(BRIEF) Beginning at the line containing "of the ranch" and continuing to the end of the records below, give each line again exactly as it stands, and only those lines.
## Begin
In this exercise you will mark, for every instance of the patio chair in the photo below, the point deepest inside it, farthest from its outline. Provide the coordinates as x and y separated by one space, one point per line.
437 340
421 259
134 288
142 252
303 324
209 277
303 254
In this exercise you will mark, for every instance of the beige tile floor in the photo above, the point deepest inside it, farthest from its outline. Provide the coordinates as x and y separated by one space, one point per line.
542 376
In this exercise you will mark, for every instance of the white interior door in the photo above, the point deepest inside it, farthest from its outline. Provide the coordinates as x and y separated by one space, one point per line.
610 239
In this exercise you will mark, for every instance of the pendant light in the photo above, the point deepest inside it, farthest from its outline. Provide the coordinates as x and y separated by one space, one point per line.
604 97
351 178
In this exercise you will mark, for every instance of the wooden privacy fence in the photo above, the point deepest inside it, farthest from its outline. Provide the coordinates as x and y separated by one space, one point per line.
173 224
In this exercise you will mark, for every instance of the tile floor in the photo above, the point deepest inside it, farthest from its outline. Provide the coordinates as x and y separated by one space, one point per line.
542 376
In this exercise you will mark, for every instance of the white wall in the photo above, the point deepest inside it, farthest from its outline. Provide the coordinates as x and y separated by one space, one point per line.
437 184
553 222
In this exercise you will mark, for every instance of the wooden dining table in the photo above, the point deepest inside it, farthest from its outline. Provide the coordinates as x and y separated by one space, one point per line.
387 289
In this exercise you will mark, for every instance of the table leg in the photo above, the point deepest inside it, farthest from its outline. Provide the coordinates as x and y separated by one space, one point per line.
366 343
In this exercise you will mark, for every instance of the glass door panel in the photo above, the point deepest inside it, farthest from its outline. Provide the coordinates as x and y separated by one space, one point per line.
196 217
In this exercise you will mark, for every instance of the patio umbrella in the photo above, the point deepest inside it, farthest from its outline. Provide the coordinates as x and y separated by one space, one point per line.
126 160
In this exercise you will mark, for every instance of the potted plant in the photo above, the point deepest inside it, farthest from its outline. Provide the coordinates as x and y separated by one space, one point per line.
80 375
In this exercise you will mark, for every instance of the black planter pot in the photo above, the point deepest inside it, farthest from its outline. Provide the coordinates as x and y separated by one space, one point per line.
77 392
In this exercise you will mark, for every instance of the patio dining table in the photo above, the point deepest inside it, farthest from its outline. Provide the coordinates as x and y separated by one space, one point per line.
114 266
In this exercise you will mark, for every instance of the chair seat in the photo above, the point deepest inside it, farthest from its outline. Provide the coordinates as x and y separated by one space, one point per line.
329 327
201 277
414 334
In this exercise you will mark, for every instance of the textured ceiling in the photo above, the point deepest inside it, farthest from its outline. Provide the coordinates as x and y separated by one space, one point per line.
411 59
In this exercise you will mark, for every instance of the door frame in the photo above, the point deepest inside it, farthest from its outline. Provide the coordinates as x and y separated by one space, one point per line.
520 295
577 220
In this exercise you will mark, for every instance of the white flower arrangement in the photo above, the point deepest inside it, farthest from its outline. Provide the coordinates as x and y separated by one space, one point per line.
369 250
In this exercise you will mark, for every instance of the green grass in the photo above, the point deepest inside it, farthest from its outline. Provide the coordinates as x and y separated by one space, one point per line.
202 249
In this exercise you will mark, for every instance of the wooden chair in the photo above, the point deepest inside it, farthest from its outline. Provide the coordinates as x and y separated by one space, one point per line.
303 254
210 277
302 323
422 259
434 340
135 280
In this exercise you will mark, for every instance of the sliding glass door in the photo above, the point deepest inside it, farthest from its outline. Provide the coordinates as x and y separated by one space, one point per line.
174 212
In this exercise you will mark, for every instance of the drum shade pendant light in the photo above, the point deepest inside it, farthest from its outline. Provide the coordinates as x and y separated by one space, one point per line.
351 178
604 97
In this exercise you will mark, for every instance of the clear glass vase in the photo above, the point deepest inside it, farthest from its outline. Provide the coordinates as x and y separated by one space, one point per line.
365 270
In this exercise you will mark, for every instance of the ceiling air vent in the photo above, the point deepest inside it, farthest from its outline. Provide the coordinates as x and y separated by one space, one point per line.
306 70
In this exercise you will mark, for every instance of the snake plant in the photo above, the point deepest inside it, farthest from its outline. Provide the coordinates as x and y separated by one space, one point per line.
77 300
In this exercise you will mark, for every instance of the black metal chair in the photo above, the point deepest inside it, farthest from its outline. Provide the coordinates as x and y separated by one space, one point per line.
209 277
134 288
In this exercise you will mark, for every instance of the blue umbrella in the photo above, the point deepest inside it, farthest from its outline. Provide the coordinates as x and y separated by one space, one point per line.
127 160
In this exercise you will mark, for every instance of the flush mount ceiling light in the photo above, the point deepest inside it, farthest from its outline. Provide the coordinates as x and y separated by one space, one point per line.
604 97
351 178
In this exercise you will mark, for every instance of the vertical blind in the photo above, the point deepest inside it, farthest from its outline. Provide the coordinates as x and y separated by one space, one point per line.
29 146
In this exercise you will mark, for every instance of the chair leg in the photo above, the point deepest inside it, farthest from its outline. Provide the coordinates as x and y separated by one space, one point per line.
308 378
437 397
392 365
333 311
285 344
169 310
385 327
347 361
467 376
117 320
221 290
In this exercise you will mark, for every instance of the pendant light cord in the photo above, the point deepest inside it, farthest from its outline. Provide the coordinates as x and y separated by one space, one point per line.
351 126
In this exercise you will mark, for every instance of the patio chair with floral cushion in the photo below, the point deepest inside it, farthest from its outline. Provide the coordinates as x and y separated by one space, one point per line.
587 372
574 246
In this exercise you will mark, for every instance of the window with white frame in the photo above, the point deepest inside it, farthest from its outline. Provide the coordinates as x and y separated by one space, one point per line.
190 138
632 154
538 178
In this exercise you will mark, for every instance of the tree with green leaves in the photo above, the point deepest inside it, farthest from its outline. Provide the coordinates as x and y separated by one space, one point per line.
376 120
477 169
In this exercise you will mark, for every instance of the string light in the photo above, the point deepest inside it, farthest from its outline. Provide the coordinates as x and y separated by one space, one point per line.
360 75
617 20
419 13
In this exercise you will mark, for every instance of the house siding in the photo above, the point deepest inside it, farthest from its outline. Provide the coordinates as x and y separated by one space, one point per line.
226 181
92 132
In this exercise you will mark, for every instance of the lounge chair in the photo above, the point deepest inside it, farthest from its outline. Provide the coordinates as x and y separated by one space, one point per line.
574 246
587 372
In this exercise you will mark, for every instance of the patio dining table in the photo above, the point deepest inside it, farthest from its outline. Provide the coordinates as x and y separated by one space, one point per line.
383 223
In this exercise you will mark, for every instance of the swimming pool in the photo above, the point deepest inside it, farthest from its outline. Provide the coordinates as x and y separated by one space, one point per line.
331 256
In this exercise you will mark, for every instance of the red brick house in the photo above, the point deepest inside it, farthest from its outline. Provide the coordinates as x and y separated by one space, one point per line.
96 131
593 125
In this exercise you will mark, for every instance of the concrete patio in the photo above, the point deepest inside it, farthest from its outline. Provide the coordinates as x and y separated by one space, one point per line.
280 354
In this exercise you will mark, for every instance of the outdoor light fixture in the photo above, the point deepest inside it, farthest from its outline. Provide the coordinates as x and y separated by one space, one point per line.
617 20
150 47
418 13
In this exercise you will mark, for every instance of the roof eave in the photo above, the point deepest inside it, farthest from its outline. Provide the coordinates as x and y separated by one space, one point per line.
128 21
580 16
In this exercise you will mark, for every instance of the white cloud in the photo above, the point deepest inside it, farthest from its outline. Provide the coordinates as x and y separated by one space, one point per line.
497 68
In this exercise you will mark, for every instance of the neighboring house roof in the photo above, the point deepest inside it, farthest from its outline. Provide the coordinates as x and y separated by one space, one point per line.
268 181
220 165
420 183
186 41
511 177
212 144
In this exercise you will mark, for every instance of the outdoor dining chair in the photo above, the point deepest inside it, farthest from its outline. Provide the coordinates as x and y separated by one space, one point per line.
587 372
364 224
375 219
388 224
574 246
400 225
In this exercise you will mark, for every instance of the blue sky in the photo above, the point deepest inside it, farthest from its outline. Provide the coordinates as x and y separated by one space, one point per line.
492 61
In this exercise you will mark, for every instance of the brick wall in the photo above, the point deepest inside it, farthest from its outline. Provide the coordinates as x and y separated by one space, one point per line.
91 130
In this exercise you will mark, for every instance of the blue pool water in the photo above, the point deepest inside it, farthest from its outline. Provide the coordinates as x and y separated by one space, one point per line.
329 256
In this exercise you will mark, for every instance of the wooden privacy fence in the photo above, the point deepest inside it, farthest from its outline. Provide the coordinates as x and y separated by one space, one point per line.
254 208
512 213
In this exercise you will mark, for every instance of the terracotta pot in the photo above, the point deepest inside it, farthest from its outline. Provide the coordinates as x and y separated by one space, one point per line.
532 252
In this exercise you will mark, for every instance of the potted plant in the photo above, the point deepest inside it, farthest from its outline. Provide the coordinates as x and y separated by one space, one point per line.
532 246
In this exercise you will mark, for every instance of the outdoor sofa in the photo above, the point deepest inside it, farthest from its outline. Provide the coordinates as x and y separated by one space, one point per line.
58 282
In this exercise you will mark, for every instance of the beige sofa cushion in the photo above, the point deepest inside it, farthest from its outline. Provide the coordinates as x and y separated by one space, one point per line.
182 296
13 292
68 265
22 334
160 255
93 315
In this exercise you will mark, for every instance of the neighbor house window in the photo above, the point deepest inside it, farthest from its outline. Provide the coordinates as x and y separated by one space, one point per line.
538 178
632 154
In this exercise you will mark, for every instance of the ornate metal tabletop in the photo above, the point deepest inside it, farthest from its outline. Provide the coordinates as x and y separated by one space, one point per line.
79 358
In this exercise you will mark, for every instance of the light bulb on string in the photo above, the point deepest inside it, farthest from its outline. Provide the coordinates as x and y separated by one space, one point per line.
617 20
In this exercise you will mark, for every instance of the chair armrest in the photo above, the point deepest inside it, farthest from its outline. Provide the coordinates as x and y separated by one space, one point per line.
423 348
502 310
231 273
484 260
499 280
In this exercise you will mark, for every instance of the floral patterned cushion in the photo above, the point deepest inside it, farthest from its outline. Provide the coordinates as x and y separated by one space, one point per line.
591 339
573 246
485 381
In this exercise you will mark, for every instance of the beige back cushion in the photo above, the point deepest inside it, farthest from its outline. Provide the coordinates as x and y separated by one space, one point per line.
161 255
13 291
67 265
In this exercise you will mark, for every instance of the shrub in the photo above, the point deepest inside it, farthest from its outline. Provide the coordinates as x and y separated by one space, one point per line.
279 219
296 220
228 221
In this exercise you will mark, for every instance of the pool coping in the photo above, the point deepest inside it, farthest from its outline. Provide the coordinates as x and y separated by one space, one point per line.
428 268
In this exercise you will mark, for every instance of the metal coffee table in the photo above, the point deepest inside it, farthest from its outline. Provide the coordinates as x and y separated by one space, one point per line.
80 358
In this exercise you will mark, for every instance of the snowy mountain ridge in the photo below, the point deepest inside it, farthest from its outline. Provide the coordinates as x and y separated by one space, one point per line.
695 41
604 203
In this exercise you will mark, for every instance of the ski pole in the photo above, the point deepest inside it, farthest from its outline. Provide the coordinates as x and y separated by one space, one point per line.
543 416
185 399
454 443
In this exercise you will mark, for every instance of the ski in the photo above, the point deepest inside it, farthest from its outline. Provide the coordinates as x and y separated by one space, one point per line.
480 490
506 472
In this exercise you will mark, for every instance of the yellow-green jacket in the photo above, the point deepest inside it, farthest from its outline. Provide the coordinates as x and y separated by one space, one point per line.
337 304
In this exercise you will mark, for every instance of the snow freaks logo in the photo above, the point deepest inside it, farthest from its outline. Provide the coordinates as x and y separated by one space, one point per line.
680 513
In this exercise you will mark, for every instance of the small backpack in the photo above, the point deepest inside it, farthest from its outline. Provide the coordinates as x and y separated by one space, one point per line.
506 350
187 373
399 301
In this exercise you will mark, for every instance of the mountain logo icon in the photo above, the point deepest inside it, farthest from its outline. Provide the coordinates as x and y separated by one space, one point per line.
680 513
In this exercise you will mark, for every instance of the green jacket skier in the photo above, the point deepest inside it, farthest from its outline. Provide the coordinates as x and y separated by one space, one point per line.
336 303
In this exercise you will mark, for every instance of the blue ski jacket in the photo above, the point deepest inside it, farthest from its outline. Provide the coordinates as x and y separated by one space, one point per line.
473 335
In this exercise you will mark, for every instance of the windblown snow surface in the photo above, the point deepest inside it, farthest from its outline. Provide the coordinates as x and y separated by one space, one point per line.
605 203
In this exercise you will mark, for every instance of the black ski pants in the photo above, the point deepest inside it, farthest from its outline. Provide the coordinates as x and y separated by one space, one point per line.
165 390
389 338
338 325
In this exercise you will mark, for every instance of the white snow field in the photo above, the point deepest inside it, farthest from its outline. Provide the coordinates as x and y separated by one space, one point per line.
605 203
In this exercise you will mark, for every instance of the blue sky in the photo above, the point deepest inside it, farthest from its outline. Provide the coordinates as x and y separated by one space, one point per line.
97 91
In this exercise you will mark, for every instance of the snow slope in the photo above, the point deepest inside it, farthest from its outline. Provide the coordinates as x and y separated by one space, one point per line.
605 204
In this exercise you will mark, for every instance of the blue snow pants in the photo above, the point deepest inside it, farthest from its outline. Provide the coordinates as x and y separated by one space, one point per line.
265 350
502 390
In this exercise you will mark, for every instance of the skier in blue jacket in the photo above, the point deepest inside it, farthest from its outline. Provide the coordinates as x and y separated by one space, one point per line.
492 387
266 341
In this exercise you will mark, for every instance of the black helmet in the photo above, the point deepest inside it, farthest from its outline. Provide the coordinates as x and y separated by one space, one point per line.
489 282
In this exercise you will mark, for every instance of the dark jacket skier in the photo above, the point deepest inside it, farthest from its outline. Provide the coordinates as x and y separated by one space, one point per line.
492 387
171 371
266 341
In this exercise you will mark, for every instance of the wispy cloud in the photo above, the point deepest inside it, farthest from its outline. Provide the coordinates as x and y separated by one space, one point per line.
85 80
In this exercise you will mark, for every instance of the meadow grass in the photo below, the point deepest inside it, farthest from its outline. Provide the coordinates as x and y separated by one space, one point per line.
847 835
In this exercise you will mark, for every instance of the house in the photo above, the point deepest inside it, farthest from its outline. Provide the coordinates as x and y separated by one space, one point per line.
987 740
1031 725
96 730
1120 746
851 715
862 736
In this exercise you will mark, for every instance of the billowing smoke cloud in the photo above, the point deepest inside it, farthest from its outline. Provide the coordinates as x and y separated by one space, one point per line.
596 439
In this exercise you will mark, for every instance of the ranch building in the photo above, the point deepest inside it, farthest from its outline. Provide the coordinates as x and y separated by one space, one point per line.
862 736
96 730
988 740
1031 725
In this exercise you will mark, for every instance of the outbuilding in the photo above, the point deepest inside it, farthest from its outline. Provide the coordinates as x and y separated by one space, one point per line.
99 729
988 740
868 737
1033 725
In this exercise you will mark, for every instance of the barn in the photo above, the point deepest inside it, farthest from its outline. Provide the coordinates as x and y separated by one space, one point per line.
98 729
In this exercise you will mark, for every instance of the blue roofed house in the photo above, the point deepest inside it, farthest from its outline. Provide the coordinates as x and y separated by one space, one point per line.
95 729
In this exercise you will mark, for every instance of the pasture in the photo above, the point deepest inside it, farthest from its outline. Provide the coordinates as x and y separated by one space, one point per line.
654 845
## End
(ANSWER TO THE EXERCISE)
In this exercise you will mark, for every instance of the ranch building in the photo above, the point deepest inside it, farthest from its outline. Provide the coordinates as x and y separated by one space, one point per line.
862 736
96 730
988 740
1031 725
In this exercise you will mark, for every instance of the outbuilding in the photo above, the point deepest inside it, farthest from its outline. Provide the coordinates as x and y separated by one space, one point per line.
99 729
988 740
868 737
1033 725
In this exercise you will mark, for every instance of the barn in the photo above, the point deepest inside it, farthest from its outline. Provide the coordinates as x and y separated by one space, one point per line.
98 729
In this exercise you will mark, for every instance of the blue roofed house in the photo above, the point deepest inside it, farthest from its outline. Provide the coordinates as x and y separated by one space, one point per line.
95 729
In this exercise you will mark, for every instance of the pasture in the photo above, the point deepest inside it, farthest from its outline. Provide the coordinates as x and y separated by one space, one point per line.
654 845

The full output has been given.